Rewrite the lines below as a numbered list, skipping any blank lines. Leave the pictures out of your answer.

—————

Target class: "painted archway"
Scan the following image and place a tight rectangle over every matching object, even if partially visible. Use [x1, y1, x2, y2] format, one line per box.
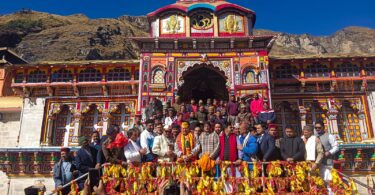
[178, 64, 228, 101]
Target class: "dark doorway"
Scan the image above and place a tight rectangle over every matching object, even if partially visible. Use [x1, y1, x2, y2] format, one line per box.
[178, 65, 228, 101]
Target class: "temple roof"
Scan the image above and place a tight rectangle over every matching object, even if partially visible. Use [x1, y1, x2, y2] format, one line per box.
[270, 53, 375, 60]
[147, 0, 255, 17]
[0, 47, 28, 64]
[6, 60, 139, 67]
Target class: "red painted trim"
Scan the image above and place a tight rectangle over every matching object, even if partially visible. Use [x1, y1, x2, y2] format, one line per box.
[159, 33, 186, 37]
[191, 33, 214, 37]
[216, 3, 255, 14]
[147, 4, 187, 17]
[363, 93, 374, 138]
[234, 83, 268, 90]
[219, 32, 245, 37]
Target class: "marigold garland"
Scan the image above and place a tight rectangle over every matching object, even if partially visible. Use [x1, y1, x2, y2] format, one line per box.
[93, 161, 364, 195]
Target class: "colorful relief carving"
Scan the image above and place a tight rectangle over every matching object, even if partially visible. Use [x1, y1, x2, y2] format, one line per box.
[161, 15, 185, 34]
[190, 13, 214, 33]
[177, 60, 232, 86]
[220, 14, 244, 34]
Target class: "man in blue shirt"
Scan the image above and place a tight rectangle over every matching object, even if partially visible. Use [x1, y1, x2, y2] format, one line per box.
[237, 122, 258, 170]
[53, 148, 76, 195]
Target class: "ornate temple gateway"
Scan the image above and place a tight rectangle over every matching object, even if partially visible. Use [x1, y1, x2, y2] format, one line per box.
[0, 0, 375, 192]
[134, 1, 274, 112]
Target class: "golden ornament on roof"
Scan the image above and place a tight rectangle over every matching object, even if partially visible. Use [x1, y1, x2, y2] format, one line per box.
[166, 15, 181, 33]
[224, 15, 240, 33]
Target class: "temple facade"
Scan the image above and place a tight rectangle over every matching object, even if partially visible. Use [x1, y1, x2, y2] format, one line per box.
[0, 0, 375, 193]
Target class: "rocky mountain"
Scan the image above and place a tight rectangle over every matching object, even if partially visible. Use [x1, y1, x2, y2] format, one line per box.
[0, 10, 375, 62]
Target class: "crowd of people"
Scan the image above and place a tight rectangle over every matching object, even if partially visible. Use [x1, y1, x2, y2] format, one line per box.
[53, 94, 338, 194]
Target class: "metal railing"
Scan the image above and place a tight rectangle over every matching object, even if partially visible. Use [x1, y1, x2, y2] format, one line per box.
[50, 162, 375, 195]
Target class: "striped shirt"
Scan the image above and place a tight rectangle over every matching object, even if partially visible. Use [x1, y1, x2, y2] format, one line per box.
[199, 132, 220, 159]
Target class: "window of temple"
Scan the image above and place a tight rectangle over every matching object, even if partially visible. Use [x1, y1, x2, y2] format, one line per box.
[111, 104, 131, 130]
[107, 68, 131, 81]
[274, 101, 301, 136]
[365, 63, 375, 76]
[337, 101, 362, 143]
[275, 64, 299, 79]
[305, 101, 328, 130]
[134, 69, 139, 81]
[242, 68, 258, 84]
[27, 70, 47, 83]
[52, 105, 72, 146]
[305, 63, 329, 77]
[51, 69, 73, 82]
[80, 104, 101, 137]
[14, 72, 25, 83]
[152, 68, 164, 84]
[78, 68, 102, 82]
[336, 63, 359, 77]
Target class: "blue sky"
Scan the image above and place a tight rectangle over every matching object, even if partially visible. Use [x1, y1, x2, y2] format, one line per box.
[0, 0, 375, 35]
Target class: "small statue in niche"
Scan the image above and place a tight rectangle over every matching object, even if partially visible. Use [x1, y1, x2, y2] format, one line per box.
[166, 15, 181, 33]
[224, 15, 240, 33]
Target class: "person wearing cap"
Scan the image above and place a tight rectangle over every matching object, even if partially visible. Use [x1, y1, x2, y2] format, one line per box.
[226, 95, 238, 125]
[302, 125, 324, 170]
[199, 122, 220, 160]
[250, 93, 263, 123]
[74, 136, 98, 189]
[140, 119, 159, 162]
[53, 148, 76, 195]
[102, 125, 126, 164]
[280, 126, 306, 162]
[130, 115, 145, 132]
[173, 96, 182, 111]
[124, 128, 147, 164]
[164, 108, 177, 126]
[174, 122, 199, 162]
[255, 123, 275, 162]
[152, 126, 176, 162]
[258, 102, 276, 124]
[237, 122, 258, 170]
[237, 104, 251, 124]
[196, 105, 207, 125]
[268, 124, 281, 161]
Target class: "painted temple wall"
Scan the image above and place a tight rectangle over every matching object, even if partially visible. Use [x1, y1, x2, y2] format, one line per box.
[18, 98, 45, 147]
[0, 171, 55, 195]
[0, 112, 21, 148]
[367, 91, 375, 133]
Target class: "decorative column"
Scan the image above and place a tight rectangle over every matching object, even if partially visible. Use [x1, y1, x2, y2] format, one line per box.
[350, 99, 368, 141]
[70, 102, 83, 146]
[354, 148, 363, 169]
[298, 106, 307, 128]
[327, 98, 342, 142]
[31, 152, 43, 174]
[99, 102, 111, 135]
[41, 103, 61, 146]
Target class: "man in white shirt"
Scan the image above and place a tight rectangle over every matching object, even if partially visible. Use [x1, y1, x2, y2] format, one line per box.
[124, 128, 147, 163]
[140, 119, 156, 162]
[152, 127, 176, 162]
[302, 125, 324, 170]
[315, 121, 339, 194]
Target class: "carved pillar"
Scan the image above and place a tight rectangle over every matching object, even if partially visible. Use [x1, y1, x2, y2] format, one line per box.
[358, 111, 369, 141]
[41, 115, 56, 146]
[213, 14, 219, 37]
[299, 106, 307, 128]
[100, 102, 111, 135]
[354, 148, 363, 169]
[70, 102, 83, 146]
[18, 152, 26, 175]
[327, 99, 341, 140]
[31, 152, 42, 174]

—————

◆ Problem solution ◆
1. Target class: "painted archway"
2. Scan the following image and place a tight rectangle over every matching object, even if partially visible. Use [x1, y1, x2, y2] format, one line per box.
3. [178, 64, 228, 101]
4. Target class: "dark doorway"
5. Scan the image above and place a tight rectangle over every matching object, even if partially visible. Use [x1, y1, x2, y2] format, one line per box.
6. [178, 65, 228, 101]
7. Target class: "temple roof"
8. Scan the image above and place a tight rectangle over every matching object, even if partially visible. Use [x1, y1, x2, y2] format, one line per box.
9. [270, 53, 375, 60]
10. [147, 0, 255, 17]
11. [0, 47, 28, 64]
12. [6, 60, 139, 67]
13. Target class: "red painted trim"
14. Scan the image above and place a tight rectangle over every matching object, even if partially visible. Use [x1, y1, x2, y2] format, one line per box.
15. [159, 33, 186, 37]
16. [191, 33, 214, 37]
17. [216, 3, 255, 14]
18. [147, 4, 187, 17]
19. [363, 93, 374, 138]
20. [234, 83, 268, 90]
21. [219, 32, 245, 37]
22. Target class: "marigold garland"
23. Scan the image above and place a tight rectangle over every matching object, even if partially visible. Use [x1, y1, x2, y2] format, one line per box.
24. [93, 161, 364, 195]
25. Target class: "colorful relief carving"
26. Scan the image above and place a tight rectangle over every matching object, even if partially visible. Use [x1, y1, x2, y2] format, one line per box.
27. [161, 15, 185, 34]
28. [190, 13, 214, 33]
29. [177, 60, 232, 86]
30. [220, 14, 244, 34]
31. Target class: "man in blue shirt"
32. Scan the image above and place a tight rectangle over every matching object, even if partially visible. Use [x1, y1, x2, y2] format, one line per box.
33. [237, 122, 258, 170]
34. [53, 148, 76, 195]
35. Target class: "ornate temple gateway"
36. Scan the image above and place a tight rectangle over every matching object, even if partially visible. Use [x1, y1, x2, y2] format, one line per box.
37. [0, 0, 375, 192]
38. [134, 1, 274, 112]
39. Target class: "golden ornament on roof"
40. Scan the image above and place a tight rectangle over every matching object, even if partially visible. Use [x1, y1, x2, y2] format, one line per box.
41. [166, 15, 181, 33]
42. [224, 15, 240, 33]
43. Target class: "temple facade"
44. Scan the image above and place a tight rectangle over every matching object, even if partially visible. Use [x1, y1, x2, y2] format, one line per box.
45. [0, 0, 375, 193]
46. Target class: "rocky mountain"
47. Scan the image above and place a tight rectangle over every matching object, even if partially visible. Use [x1, y1, x2, y2] format, one line per box.
48. [0, 10, 375, 62]
49. Target class: "crowd of people"
50. Scan the image above and place a tight rectangle over every matching object, even if partially visible. Use [x1, y1, x2, y2] format, one line per box.
51. [53, 94, 338, 194]
52. Target class: "metal railing"
53. Scan the image above and place a tight rectangle over every matching object, even if partially visible. Use [x1, y1, x2, y2] format, one line per box.
54. [50, 162, 375, 195]
55. Target class: "striped shirt"
56. Scan the image above and place a tight rectangle over every matching object, even if partially visible. Use [x1, y1, x2, y2] format, one line per box.
57. [199, 132, 220, 159]
58. Target class: "window of temple"
59. Scan the image above and place a tight rectangle over every matching object, even if partially visible. Use [x1, y1, x2, y2] format, one line per box.
60. [111, 104, 131, 130]
61. [107, 68, 131, 81]
62. [274, 101, 301, 136]
63. [365, 63, 375, 76]
64. [337, 101, 362, 143]
65. [275, 64, 299, 79]
66. [305, 101, 328, 130]
67. [134, 69, 139, 81]
68. [242, 68, 258, 84]
69. [27, 70, 47, 83]
70. [52, 105, 72, 146]
71. [305, 63, 329, 77]
72. [51, 69, 73, 82]
73. [80, 104, 101, 137]
74. [14, 72, 25, 83]
75. [152, 68, 164, 84]
76. [78, 68, 102, 82]
77. [336, 63, 359, 77]
78. Target class: "blue sky"
79. Scan the image above and place a tight rectangle over every matching object, even if partially visible. Use [x1, y1, x2, y2] format, one line per box.
80. [0, 0, 375, 35]
81. Target class: "small statue in niche"
82. Scan the image above and place a tight rectangle over every matching object, even if partially visible. Use [x1, y1, x2, y2] format, one line per box.
83. [166, 15, 181, 33]
84. [224, 15, 240, 33]
85. Target class: "person wearing cap"
86. Scan the image above and place a tight rectangle over every matching object, even if partially visible. Use [x1, y1, x2, y2] format, one line per box.
87. [226, 95, 238, 125]
88. [302, 125, 324, 170]
89. [199, 122, 220, 160]
90. [250, 93, 263, 123]
91. [74, 136, 98, 189]
92. [140, 119, 159, 162]
93. [53, 148, 76, 195]
94. [102, 125, 126, 164]
95. [280, 126, 306, 162]
96. [130, 115, 145, 132]
97. [173, 96, 182, 111]
98. [124, 128, 147, 164]
99. [164, 108, 177, 126]
100. [174, 122, 199, 162]
101. [255, 123, 275, 162]
102. [152, 126, 176, 162]
103. [258, 102, 276, 124]
104. [237, 122, 258, 170]
105. [237, 104, 251, 124]
106. [196, 105, 207, 125]
107. [268, 124, 281, 161]
108. Target class: "painted temple wall"
109. Scan the image above and place a tight rectangle over every matching object, even if partially visible. Use [x1, y1, x2, y2] format, one line per box.
110. [18, 98, 45, 147]
111. [0, 171, 55, 195]
112. [0, 112, 21, 148]
113. [367, 91, 375, 133]
114. Target class: "decorative column"
115. Scan the image above and place a tight rectangle over every matching object, even if partially visible. Use [x1, y1, x2, y2] format, one line per box.
116. [350, 99, 368, 141]
117. [70, 102, 83, 146]
118. [354, 148, 363, 169]
119. [298, 106, 307, 128]
120. [327, 98, 342, 142]
121. [31, 152, 43, 174]
122. [99, 102, 111, 135]
123. [41, 103, 61, 146]
124. Target class: "man in white shirt"
125. Scan the image above and place a tight rectangle over every matching object, even if partially visible. Use [x1, y1, x2, y2] format, one line per box.
126. [124, 128, 147, 163]
127. [140, 119, 156, 162]
128. [152, 127, 176, 162]
129. [302, 125, 324, 170]
130. [315, 121, 339, 194]
131. Target class: "carved pillar"
132. Scan the image above and place a tight rectangle over every matching object, even if partially visible. Use [x1, y1, x2, y2] format, one line per box.
133. [358, 111, 369, 141]
134. [41, 115, 56, 146]
135. [213, 14, 219, 37]
136. [299, 106, 307, 128]
137. [100, 102, 111, 135]
138. [354, 148, 363, 169]
139. [70, 102, 83, 146]
140. [18, 152, 26, 175]
141. [327, 99, 341, 140]
142. [31, 152, 42, 174]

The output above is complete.